→ **THE EXERCISE**: Word for word, give the material below again, minus any images.

*** SUPPLIED ENTRIES

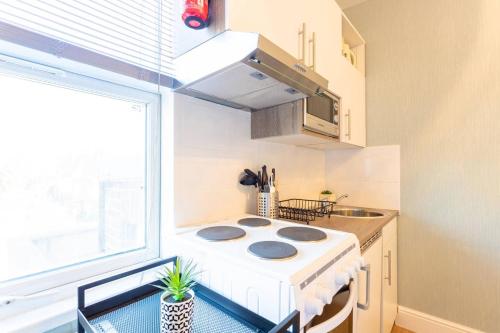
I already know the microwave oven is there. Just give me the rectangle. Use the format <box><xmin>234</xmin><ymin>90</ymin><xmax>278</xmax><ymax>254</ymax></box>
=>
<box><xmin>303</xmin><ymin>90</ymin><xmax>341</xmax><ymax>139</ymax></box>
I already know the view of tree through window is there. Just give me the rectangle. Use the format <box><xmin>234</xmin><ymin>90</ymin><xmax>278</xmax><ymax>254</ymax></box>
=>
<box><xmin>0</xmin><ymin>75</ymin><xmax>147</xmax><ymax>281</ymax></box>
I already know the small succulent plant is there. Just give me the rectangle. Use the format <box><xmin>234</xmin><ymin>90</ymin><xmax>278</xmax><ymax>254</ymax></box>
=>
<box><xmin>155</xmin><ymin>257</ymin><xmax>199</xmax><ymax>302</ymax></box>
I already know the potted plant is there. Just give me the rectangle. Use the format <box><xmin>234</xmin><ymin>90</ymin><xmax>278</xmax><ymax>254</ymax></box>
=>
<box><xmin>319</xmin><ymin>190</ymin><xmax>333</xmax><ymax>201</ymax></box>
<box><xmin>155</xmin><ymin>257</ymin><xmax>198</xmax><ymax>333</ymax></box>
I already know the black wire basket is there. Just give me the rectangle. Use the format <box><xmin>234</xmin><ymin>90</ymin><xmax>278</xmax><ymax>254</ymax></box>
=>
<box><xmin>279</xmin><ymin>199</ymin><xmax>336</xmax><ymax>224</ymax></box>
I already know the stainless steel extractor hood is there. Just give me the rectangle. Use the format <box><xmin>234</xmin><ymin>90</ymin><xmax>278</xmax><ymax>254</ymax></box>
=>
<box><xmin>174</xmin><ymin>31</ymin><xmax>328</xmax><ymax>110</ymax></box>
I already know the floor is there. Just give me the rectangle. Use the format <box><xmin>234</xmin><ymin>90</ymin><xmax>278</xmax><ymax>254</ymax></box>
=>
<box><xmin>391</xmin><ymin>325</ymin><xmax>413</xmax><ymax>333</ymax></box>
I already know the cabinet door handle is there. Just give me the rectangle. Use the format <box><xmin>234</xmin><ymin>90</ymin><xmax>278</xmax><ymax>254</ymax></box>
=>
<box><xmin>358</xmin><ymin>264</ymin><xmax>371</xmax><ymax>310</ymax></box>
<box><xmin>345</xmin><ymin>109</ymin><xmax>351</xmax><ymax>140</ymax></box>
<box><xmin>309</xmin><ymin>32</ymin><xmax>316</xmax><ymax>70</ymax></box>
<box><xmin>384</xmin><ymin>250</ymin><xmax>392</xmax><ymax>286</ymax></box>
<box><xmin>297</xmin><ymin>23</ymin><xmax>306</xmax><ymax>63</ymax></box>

******

→ **ANSWER IN FULL**:
I already know the microwave oven is there. Just give me the rectangle. Use the format <box><xmin>234</xmin><ymin>90</ymin><xmax>278</xmax><ymax>254</ymax></box>
=>
<box><xmin>303</xmin><ymin>90</ymin><xmax>341</xmax><ymax>139</ymax></box>
I already know the view of tree through window is there. Just give me the rectangle. Use the format <box><xmin>234</xmin><ymin>90</ymin><xmax>278</xmax><ymax>254</ymax></box>
=>
<box><xmin>0</xmin><ymin>75</ymin><xmax>147</xmax><ymax>281</ymax></box>
I already know the small succulent plant is there. Just give me the rectangle. Use the format <box><xmin>234</xmin><ymin>90</ymin><xmax>278</xmax><ymax>254</ymax></box>
=>
<box><xmin>155</xmin><ymin>257</ymin><xmax>199</xmax><ymax>302</ymax></box>
I already know the potted plant is there. Just give me the rectangle. Use the format <box><xmin>234</xmin><ymin>90</ymin><xmax>278</xmax><ymax>254</ymax></box>
=>
<box><xmin>319</xmin><ymin>190</ymin><xmax>333</xmax><ymax>201</ymax></box>
<box><xmin>155</xmin><ymin>257</ymin><xmax>198</xmax><ymax>333</ymax></box>
I already know the black wire basket is there. Just give me the rectangle. Use the format <box><xmin>234</xmin><ymin>90</ymin><xmax>278</xmax><ymax>254</ymax></box>
=>
<box><xmin>279</xmin><ymin>199</ymin><xmax>336</xmax><ymax>224</ymax></box>
I already know the stainless steel extractor hood is there. Just give me the rectangle. Use the format <box><xmin>234</xmin><ymin>90</ymin><xmax>278</xmax><ymax>254</ymax></box>
=>
<box><xmin>174</xmin><ymin>31</ymin><xmax>328</xmax><ymax>110</ymax></box>
I already know the floor is there. Just give me the rectangle. Use the format <box><xmin>234</xmin><ymin>90</ymin><xmax>278</xmax><ymax>254</ymax></box>
=>
<box><xmin>391</xmin><ymin>325</ymin><xmax>413</xmax><ymax>333</ymax></box>
I already know the cabinet door handle is there. Just give me the rectangle. Use the format <box><xmin>234</xmin><ymin>90</ymin><xmax>278</xmax><ymax>254</ymax></box>
=>
<box><xmin>358</xmin><ymin>264</ymin><xmax>371</xmax><ymax>310</ymax></box>
<box><xmin>345</xmin><ymin>109</ymin><xmax>351</xmax><ymax>140</ymax></box>
<box><xmin>309</xmin><ymin>32</ymin><xmax>316</xmax><ymax>70</ymax></box>
<box><xmin>384</xmin><ymin>250</ymin><xmax>392</xmax><ymax>286</ymax></box>
<box><xmin>297</xmin><ymin>23</ymin><xmax>306</xmax><ymax>63</ymax></box>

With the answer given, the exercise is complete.